*** Listed entries ***

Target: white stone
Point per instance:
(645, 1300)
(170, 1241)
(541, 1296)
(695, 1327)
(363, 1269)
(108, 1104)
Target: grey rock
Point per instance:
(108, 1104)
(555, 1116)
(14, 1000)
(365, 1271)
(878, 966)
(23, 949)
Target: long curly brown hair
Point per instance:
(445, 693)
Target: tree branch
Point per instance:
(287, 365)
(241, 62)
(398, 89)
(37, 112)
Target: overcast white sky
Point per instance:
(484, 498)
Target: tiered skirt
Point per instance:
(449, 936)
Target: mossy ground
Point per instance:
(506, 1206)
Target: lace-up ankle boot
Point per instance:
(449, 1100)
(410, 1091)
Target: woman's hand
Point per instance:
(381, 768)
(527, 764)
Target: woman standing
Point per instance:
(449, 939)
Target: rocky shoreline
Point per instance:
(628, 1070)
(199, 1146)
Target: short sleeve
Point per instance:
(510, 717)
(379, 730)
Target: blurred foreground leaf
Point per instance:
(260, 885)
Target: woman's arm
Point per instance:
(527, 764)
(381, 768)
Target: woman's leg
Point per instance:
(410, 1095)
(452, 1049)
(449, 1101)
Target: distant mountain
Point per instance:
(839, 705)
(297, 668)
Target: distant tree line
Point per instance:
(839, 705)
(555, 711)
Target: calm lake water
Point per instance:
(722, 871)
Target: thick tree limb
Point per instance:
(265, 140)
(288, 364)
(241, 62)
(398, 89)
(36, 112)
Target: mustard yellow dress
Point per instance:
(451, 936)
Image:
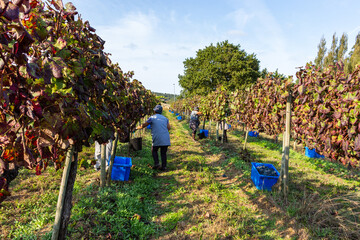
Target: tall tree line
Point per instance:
(337, 52)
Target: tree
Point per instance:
(319, 60)
(224, 64)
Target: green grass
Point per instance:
(205, 194)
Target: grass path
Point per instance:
(205, 194)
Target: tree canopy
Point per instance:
(224, 64)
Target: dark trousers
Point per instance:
(163, 150)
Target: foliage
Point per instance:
(262, 107)
(224, 64)
(58, 87)
(327, 111)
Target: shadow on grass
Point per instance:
(306, 194)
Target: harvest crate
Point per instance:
(121, 169)
(263, 182)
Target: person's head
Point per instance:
(158, 109)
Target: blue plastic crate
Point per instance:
(253, 134)
(121, 168)
(311, 153)
(263, 182)
(206, 132)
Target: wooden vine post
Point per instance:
(284, 176)
(103, 165)
(209, 133)
(113, 153)
(62, 193)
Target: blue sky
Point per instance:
(154, 37)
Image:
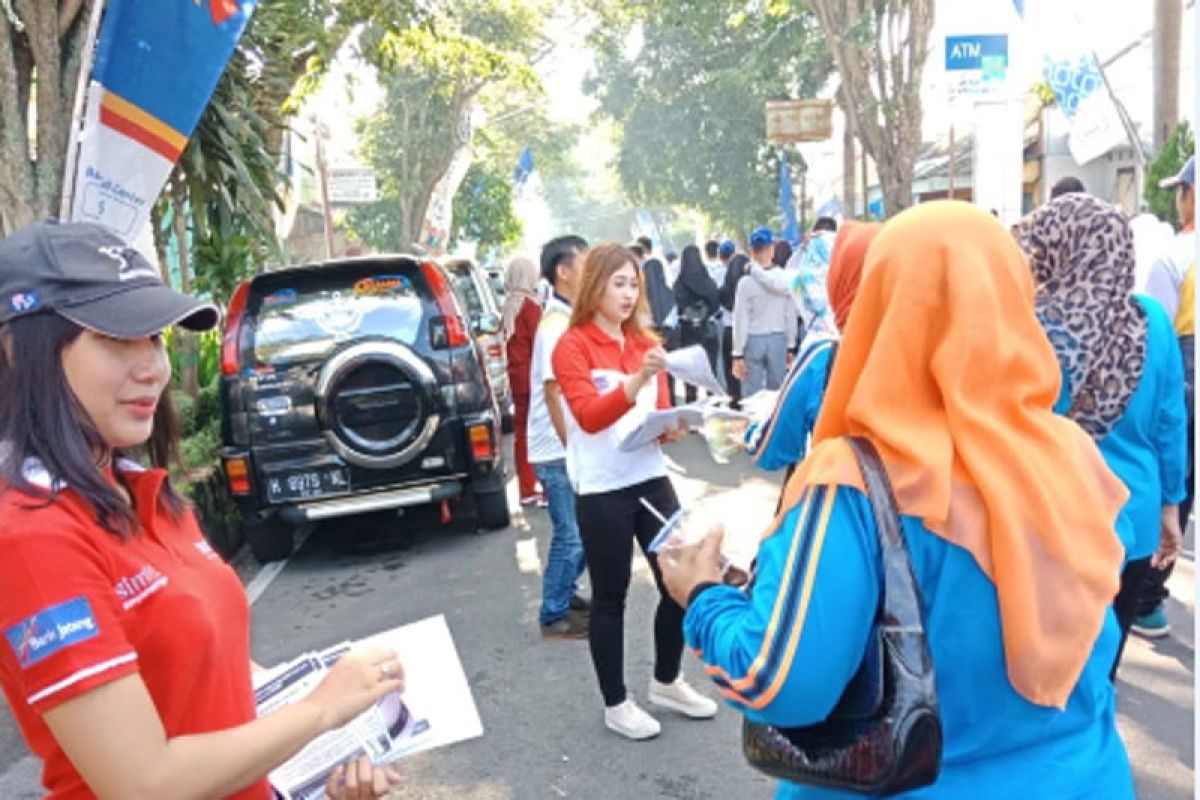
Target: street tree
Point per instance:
(432, 76)
(690, 100)
(485, 205)
(880, 48)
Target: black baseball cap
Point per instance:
(95, 278)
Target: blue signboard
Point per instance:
(984, 53)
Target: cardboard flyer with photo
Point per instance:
(435, 709)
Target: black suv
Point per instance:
(354, 386)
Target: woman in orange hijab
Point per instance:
(1008, 511)
(784, 438)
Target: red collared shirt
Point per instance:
(81, 607)
(589, 367)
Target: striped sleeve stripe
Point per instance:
(767, 684)
(786, 600)
(723, 678)
(793, 377)
(83, 674)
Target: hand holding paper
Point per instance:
(691, 366)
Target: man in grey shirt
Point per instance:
(763, 325)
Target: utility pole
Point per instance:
(323, 173)
(949, 191)
(1168, 24)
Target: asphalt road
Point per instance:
(539, 703)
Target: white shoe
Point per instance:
(629, 720)
(683, 698)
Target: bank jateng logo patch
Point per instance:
(52, 630)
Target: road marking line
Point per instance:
(264, 577)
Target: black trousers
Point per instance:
(610, 523)
(1133, 582)
(1155, 591)
(732, 385)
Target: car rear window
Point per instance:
(466, 287)
(309, 319)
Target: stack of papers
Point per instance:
(435, 709)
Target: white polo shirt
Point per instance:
(543, 441)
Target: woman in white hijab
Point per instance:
(521, 314)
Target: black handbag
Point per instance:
(885, 735)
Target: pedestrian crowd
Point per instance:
(1027, 392)
(988, 434)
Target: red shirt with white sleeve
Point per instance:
(591, 368)
(81, 607)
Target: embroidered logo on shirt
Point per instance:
(136, 588)
(205, 548)
(52, 630)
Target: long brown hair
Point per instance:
(601, 263)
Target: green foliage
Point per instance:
(433, 76)
(225, 258)
(208, 356)
(1179, 146)
(484, 210)
(199, 427)
(691, 101)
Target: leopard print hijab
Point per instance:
(1081, 253)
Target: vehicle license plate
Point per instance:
(304, 485)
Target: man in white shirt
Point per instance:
(563, 614)
(765, 325)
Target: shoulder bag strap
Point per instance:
(901, 597)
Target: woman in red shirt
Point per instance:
(521, 317)
(126, 641)
(610, 371)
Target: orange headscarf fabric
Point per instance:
(846, 266)
(945, 366)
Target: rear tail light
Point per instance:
(481, 446)
(231, 342)
(238, 474)
(450, 329)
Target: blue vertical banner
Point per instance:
(157, 62)
(791, 230)
(525, 168)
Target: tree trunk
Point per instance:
(881, 52)
(49, 47)
(849, 161)
(1168, 23)
(189, 354)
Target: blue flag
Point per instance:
(791, 232)
(157, 62)
(525, 168)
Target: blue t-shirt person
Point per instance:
(1147, 446)
(783, 439)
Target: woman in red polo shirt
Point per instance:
(125, 655)
(607, 365)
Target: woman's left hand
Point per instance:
(675, 434)
(360, 780)
(687, 567)
(1170, 541)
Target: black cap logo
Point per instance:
(129, 264)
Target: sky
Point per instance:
(1049, 28)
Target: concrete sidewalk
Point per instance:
(1156, 690)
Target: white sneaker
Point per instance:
(629, 720)
(683, 698)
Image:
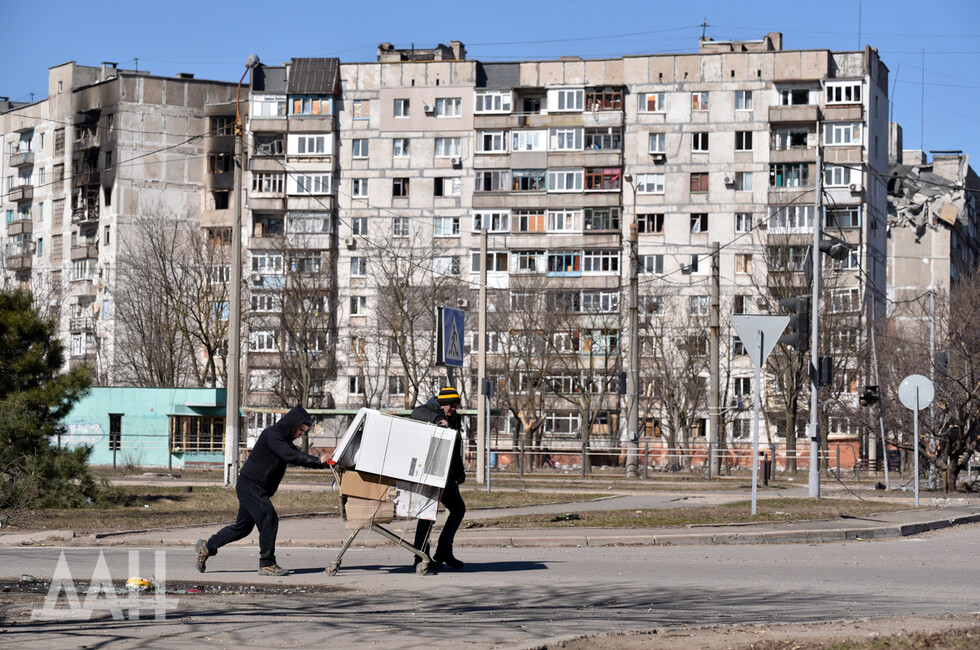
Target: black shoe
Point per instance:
(448, 560)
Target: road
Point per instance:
(511, 597)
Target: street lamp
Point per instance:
(233, 386)
(633, 422)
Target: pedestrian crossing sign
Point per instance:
(449, 337)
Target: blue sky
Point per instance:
(213, 39)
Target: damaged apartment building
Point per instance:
(933, 230)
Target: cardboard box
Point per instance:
(361, 513)
(367, 486)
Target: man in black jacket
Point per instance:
(441, 410)
(258, 480)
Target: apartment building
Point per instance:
(106, 148)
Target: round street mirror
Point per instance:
(916, 386)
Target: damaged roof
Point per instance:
(313, 76)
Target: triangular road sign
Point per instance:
(748, 328)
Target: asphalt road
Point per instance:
(508, 597)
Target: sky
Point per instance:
(931, 47)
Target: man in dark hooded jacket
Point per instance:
(441, 410)
(258, 480)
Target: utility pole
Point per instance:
(481, 410)
(817, 260)
(715, 434)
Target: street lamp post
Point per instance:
(233, 386)
(633, 422)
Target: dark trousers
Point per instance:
(456, 509)
(254, 509)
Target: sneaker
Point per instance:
(448, 560)
(273, 570)
(202, 554)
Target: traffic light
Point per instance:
(868, 395)
(798, 335)
(621, 383)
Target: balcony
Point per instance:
(21, 159)
(807, 113)
(21, 193)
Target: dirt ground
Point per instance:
(903, 632)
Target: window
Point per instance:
(492, 221)
(310, 106)
(491, 142)
(658, 143)
(361, 109)
(846, 92)
(794, 97)
(789, 175)
(603, 139)
(529, 141)
(448, 107)
(268, 106)
(699, 222)
(492, 180)
(445, 227)
(358, 267)
(399, 227)
(699, 182)
(492, 101)
(743, 222)
(263, 341)
(450, 186)
(652, 103)
(529, 261)
(529, 221)
(699, 142)
(698, 305)
(743, 100)
(602, 218)
(743, 141)
(564, 221)
(650, 183)
(600, 261)
(650, 222)
(602, 178)
(743, 263)
(358, 305)
(359, 188)
(527, 180)
(653, 264)
(566, 100)
(360, 147)
(263, 182)
(565, 180)
(566, 139)
(743, 181)
(836, 176)
(448, 147)
(312, 184)
(568, 263)
(699, 101)
(842, 133)
(355, 385)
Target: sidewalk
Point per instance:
(330, 532)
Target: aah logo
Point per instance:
(101, 594)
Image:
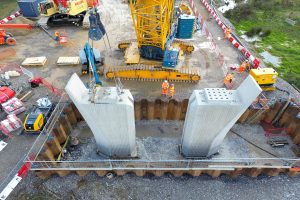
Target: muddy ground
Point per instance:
(117, 20)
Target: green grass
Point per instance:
(284, 39)
(7, 7)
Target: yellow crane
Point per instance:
(155, 54)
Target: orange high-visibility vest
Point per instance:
(172, 91)
(228, 79)
(165, 87)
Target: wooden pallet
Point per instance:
(35, 61)
(68, 61)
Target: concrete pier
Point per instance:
(110, 115)
(211, 114)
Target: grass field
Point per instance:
(7, 7)
(283, 42)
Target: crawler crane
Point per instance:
(155, 54)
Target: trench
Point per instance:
(160, 110)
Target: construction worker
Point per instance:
(227, 33)
(244, 65)
(172, 90)
(164, 87)
(57, 35)
(228, 80)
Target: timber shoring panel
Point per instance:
(162, 110)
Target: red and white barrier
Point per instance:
(2, 145)
(11, 17)
(15, 181)
(235, 43)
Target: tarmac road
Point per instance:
(167, 187)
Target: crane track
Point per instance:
(152, 73)
(186, 47)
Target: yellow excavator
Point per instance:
(64, 12)
(155, 54)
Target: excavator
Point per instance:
(64, 12)
(7, 38)
(155, 54)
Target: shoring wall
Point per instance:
(149, 110)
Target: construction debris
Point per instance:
(35, 61)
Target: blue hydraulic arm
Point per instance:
(91, 62)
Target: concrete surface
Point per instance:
(131, 187)
(109, 114)
(157, 140)
(210, 115)
(117, 20)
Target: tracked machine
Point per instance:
(155, 55)
(65, 12)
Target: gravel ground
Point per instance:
(149, 187)
(115, 17)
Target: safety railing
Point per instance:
(47, 130)
(208, 164)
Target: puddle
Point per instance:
(251, 39)
(204, 45)
(230, 5)
(271, 59)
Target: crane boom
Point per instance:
(17, 26)
(152, 21)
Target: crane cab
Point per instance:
(48, 8)
(265, 77)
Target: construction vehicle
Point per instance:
(84, 58)
(64, 12)
(8, 39)
(265, 77)
(89, 51)
(156, 54)
(37, 118)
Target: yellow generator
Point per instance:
(62, 12)
(265, 77)
(38, 117)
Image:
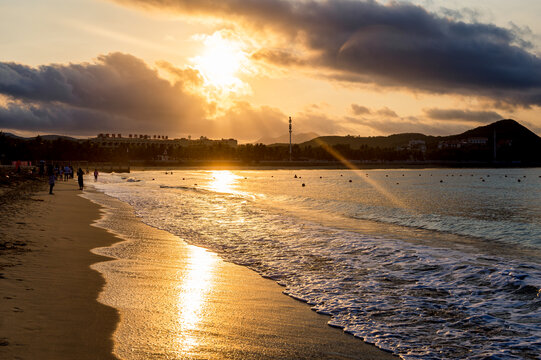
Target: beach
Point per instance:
(49, 309)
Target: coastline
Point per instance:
(49, 310)
(224, 310)
(48, 306)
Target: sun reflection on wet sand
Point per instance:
(196, 284)
(223, 181)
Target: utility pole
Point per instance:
(290, 138)
(494, 150)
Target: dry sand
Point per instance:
(48, 306)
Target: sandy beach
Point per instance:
(49, 309)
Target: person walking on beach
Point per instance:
(50, 173)
(80, 178)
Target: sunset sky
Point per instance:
(239, 68)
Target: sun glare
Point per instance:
(221, 63)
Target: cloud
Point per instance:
(244, 121)
(359, 110)
(120, 93)
(117, 91)
(396, 44)
(386, 112)
(463, 115)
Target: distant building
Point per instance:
(141, 140)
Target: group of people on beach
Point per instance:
(64, 173)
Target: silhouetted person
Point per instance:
(50, 174)
(80, 174)
(41, 168)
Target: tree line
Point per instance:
(12, 149)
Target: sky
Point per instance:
(239, 68)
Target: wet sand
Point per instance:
(48, 306)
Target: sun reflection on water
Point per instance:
(197, 283)
(223, 181)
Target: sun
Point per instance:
(222, 61)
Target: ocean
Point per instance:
(427, 264)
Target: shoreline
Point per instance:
(48, 305)
(242, 315)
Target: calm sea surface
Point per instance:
(430, 264)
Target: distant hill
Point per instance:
(507, 129)
(284, 139)
(44, 137)
(505, 140)
(56, 137)
(355, 142)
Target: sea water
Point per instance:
(428, 264)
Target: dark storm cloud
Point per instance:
(120, 93)
(398, 44)
(463, 115)
(117, 92)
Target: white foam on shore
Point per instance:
(415, 300)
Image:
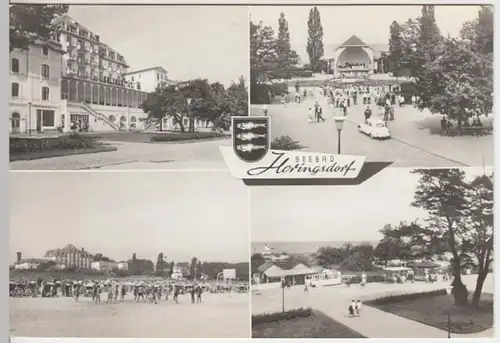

***

In the records shown above, how many lines include the word "beach"? Answer with the number only.

Written response: 4